### [AUFGABENSTELLUNG]
Beantworte anhand des Textes über zusätzliche Lehrerstellen in Nordrhein-Westfalen diese Fragen:
1. In welchem Medium kündigte Schulministerin Sylvia Löhrmann die neuen Stellen an?
2. Wer soll nach Meinung von Peter Silbernagel neben zusätzlichen Lehrern die Integration von Flüchtlingskindern unterstützen?
3. Wie viele Integrationsstellen speziell für die deutsche Sprachförderung sind vorgesehen?

### [VORGEGEBENER TEXT]
Nordrhein-Westfalen will angesichts der deutlich steigenden Zahl von Flüchtlingskindern zusätzliche Lehrer einstellen. «Wir werden in einem Nachtragshaushalt weitere 2600 Stellen schaffen», kündigte Schulministerin Sylvia Löhrmann (Grüne) im WDR-Hörfunk an. Zusätzliche Lehrkräfte an den Schulen seien notwendig, damit die Kinder «von Anfang an eine große Chance auf Integration haben».

Nach Meinung von NRW-Philologenverbandschef Peter Silbernagel sollen neben zusätzlichen Lehrern auch Pensionäre die Integration von Flüchtlingskindern an den Schulen unterstützen. Foto: News4teachers.
Nach Meinung von NRW-Philologenverbandschef Peter Silbernagel sollen neben zusätzlichen Lehrern auch Pensionäre die Integration von Flüchtlingskindern an den Schulen unterstützen. Foto: News4teachers.

Unter den 2625 Stellen, die mit dem dritten Nachtragshaushalt Anfang Oktober kommen sollen, seien 900 sogenannte Integrationsstellen speziell für die deutsche Sprachförderung, teilte das Ministerium in Düsseldorf weiter mit.

### [DATENSATZAUSZÜGE]

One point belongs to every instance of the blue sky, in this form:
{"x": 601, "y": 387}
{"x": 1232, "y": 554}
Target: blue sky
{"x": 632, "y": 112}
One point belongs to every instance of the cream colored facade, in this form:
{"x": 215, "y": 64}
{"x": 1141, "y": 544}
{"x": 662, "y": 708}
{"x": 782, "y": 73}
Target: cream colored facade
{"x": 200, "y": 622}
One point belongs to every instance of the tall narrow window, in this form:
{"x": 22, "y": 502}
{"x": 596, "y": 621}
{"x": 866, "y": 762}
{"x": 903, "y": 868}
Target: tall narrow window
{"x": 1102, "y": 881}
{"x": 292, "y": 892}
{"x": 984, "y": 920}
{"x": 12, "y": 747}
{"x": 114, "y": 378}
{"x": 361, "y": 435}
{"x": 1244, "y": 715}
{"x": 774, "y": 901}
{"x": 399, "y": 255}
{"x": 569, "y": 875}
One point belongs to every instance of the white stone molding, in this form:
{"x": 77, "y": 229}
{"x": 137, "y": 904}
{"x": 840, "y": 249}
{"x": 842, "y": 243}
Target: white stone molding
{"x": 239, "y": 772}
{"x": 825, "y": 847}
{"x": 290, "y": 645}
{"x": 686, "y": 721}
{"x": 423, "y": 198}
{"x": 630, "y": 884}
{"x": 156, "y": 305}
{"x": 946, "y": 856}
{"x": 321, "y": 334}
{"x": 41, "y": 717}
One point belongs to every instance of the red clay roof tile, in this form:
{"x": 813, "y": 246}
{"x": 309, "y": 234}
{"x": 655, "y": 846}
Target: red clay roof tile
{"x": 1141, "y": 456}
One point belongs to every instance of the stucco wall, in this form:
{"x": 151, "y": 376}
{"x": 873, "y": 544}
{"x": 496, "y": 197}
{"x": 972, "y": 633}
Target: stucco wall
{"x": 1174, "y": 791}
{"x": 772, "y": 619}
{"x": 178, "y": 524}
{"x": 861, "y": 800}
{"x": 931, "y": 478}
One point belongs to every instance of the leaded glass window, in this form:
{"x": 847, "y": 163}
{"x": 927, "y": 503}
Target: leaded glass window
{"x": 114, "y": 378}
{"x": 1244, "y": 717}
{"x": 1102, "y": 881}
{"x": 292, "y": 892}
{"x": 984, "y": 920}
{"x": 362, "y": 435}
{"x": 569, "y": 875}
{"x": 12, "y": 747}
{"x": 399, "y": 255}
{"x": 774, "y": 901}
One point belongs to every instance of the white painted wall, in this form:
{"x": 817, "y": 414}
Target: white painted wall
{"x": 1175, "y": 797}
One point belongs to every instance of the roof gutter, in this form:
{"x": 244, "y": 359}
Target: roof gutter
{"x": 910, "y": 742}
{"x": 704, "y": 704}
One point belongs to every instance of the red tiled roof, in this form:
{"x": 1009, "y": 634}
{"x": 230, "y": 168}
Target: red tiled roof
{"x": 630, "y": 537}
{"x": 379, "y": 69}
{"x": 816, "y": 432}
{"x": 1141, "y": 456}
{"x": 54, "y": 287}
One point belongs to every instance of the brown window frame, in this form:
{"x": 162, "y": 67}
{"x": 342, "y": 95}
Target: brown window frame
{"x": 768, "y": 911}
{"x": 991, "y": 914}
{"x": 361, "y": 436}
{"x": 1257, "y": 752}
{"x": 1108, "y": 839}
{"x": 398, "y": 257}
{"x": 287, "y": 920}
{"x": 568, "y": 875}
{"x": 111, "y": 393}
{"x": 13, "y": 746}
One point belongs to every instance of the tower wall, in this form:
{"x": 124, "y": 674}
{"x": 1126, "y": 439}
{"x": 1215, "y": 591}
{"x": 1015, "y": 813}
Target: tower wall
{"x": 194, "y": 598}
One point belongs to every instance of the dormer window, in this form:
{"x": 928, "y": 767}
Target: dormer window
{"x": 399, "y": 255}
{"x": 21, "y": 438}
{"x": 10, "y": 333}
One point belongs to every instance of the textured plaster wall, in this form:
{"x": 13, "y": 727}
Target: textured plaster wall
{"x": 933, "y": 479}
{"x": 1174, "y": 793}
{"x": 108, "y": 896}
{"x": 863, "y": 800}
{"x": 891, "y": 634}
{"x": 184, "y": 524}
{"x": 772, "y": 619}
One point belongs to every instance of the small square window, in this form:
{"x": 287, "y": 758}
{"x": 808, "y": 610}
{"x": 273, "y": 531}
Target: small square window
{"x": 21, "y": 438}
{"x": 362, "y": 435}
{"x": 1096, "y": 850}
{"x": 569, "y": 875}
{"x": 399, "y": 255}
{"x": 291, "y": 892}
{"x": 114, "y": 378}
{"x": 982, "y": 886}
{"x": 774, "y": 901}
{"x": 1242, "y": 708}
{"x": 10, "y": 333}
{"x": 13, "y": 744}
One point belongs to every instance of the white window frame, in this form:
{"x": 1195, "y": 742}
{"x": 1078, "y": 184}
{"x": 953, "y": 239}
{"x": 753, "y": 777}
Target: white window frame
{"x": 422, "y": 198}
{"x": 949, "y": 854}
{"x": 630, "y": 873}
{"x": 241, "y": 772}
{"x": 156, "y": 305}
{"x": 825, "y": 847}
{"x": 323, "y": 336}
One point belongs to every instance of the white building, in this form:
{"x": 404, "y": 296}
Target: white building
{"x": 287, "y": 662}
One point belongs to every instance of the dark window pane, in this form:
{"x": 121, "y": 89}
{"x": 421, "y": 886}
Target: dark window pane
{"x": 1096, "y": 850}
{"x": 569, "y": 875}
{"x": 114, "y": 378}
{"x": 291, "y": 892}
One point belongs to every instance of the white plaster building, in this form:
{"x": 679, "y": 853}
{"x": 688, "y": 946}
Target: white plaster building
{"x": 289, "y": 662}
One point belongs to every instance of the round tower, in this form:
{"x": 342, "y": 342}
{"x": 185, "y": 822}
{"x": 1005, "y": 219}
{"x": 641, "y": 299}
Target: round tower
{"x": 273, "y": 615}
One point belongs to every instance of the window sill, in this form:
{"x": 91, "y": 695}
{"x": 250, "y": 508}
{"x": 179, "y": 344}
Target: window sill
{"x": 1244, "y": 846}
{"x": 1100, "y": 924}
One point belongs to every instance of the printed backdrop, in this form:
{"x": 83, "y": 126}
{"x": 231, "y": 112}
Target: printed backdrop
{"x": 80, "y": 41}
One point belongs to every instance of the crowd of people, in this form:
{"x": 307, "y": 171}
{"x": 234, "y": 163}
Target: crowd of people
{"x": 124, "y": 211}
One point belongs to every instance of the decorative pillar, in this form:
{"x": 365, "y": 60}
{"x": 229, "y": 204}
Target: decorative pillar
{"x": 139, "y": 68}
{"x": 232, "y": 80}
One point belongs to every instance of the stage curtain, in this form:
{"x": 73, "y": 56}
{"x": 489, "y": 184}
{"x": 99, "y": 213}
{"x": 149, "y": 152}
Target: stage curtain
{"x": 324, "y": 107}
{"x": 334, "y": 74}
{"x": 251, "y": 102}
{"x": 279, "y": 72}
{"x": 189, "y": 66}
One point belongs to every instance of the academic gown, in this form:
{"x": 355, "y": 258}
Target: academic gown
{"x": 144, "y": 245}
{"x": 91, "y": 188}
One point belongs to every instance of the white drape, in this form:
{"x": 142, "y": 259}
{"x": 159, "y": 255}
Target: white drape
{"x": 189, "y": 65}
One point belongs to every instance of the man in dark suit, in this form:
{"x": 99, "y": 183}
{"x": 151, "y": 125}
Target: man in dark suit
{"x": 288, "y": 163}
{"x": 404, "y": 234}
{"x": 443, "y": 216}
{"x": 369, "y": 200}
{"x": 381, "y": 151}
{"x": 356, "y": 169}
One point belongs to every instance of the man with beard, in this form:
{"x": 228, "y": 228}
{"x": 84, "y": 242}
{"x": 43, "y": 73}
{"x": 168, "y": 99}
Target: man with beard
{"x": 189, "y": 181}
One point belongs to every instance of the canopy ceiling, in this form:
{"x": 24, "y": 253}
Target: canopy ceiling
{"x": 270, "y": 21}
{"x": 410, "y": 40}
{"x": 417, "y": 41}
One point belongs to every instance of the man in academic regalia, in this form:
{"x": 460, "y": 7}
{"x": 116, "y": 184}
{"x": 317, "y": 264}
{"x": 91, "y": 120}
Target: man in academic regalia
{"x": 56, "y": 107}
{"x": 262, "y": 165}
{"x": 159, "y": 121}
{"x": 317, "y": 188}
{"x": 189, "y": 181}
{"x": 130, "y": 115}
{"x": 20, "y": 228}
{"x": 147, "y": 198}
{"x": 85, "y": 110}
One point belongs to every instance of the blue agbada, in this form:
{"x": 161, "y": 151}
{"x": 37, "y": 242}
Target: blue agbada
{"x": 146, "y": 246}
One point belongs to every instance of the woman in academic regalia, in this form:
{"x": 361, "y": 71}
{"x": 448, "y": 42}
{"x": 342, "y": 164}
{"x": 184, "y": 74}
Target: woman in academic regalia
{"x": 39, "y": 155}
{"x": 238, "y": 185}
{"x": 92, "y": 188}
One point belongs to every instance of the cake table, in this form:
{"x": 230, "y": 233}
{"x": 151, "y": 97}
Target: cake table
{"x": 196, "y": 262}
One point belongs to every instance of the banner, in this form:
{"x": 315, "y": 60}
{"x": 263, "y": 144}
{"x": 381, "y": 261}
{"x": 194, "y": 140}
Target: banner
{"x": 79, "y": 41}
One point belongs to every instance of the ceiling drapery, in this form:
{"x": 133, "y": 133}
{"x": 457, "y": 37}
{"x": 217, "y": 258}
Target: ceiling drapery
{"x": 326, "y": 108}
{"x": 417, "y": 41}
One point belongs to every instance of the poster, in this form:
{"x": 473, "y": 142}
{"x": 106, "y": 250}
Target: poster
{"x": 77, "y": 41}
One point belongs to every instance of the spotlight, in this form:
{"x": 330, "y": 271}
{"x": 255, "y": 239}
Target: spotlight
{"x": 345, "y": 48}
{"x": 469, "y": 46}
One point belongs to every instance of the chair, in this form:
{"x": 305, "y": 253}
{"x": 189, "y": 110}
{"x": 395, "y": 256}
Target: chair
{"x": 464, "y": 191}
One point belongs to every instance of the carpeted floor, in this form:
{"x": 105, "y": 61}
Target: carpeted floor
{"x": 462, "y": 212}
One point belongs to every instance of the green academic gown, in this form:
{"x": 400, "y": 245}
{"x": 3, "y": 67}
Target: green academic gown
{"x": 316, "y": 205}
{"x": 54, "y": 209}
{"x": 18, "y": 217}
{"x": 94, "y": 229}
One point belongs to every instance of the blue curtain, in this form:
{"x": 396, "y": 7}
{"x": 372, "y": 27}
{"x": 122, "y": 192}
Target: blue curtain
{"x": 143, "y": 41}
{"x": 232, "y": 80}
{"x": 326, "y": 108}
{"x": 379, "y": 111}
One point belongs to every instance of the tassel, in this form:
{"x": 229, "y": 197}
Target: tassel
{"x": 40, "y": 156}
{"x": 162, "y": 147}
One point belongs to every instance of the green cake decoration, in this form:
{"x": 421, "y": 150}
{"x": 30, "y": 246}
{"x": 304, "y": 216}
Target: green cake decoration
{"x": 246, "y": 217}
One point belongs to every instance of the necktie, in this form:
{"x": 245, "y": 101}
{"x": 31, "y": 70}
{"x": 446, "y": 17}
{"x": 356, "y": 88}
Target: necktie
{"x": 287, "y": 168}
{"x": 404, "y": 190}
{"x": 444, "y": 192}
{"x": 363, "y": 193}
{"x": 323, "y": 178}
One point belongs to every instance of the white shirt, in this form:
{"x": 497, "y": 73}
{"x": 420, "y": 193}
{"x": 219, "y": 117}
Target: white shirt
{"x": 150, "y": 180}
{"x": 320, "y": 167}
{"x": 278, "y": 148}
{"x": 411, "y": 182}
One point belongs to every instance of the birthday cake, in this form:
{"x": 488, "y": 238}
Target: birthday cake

### [BEARBEITETE AUFGABE]
1. Sie kündigte die Stellen im WDR-Hörfunk an.
2. Neben zusätzlichen Lehrern sollen auch Pensionäre die Integration unterstützen.
3. Vorgesehen sind 900 Integrationsstellen speziell für die deutsche Sprachförderung.